■ **Given task**
Exactly reproduce the line that contains "building? Indicate one point per instance." and all lines after it in the entries below, through the very last line.

***** Dataset entries

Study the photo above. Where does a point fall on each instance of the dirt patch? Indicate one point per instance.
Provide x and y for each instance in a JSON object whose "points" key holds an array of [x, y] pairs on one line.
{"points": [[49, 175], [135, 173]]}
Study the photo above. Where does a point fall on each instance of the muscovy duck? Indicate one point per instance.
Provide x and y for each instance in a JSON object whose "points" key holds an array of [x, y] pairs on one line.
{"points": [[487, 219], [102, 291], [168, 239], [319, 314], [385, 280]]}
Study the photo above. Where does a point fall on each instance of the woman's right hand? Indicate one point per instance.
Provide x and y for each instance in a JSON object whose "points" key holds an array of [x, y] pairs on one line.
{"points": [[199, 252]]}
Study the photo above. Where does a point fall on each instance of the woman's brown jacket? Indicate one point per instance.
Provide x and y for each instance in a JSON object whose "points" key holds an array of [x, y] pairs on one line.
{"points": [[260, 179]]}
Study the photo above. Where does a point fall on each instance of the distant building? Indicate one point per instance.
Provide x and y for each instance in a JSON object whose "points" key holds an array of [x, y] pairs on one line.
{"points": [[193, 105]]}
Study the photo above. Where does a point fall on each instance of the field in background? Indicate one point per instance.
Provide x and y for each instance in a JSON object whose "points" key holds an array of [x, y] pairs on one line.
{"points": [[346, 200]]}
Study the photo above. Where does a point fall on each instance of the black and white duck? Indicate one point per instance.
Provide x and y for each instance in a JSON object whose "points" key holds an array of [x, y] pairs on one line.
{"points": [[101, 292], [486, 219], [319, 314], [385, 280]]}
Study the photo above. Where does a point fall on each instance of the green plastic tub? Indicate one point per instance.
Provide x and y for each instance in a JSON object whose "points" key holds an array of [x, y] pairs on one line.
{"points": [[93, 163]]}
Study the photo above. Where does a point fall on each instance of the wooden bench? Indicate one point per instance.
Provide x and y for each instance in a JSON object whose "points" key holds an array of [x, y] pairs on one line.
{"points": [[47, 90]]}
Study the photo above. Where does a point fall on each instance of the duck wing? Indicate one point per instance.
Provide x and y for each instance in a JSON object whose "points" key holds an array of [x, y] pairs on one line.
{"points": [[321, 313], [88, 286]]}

**********

■ **Task result**
Study the photo above. Where does a point fall on each instance of the distant building? Indicate one point per instance.
Provide x and y for each instance in a JSON object whose "points" key holds an array of [x, y] pairs on one line.
{"points": [[193, 105]]}
Study the photo above. Where does a point fall on each instance of the field in background? Indicate one point per instance.
Provide x and y for each instance in a JSON object whose "points" key holds an array of [x, y] pairs on one line.
{"points": [[346, 200]]}
Study the photo above. Where does a point fall on each instance of the black and white duck? Indicate one point per instance.
Provide x and y for each instance in a JSON object whose "points" key holds an array of [x, y] pairs on one line.
{"points": [[101, 292], [486, 219], [319, 314], [385, 280]]}
Study the photo above. Where does a point fall on each instance of the green plastic tub? Indicate one point per instance.
Provide x and y for each instance in a JSON object whose "points" key holds an array of [x, y] pairs on one line.
{"points": [[93, 163]]}
Study the photo above. Where does a point fall on each instance of the wooden bench? Indicate one point per instance.
Provide x and y for each instance in a JSON object whose "points" key holds an array of [x, y] pairs on one line.
{"points": [[47, 90]]}
Study the photo above. Where does a point fall on each instance of the duck wing? Indicate one point per instance.
Provide x and y for each instance in a JSON object whose "points" key holds an array of [x, y] pairs on one line.
{"points": [[321, 313], [88, 286]]}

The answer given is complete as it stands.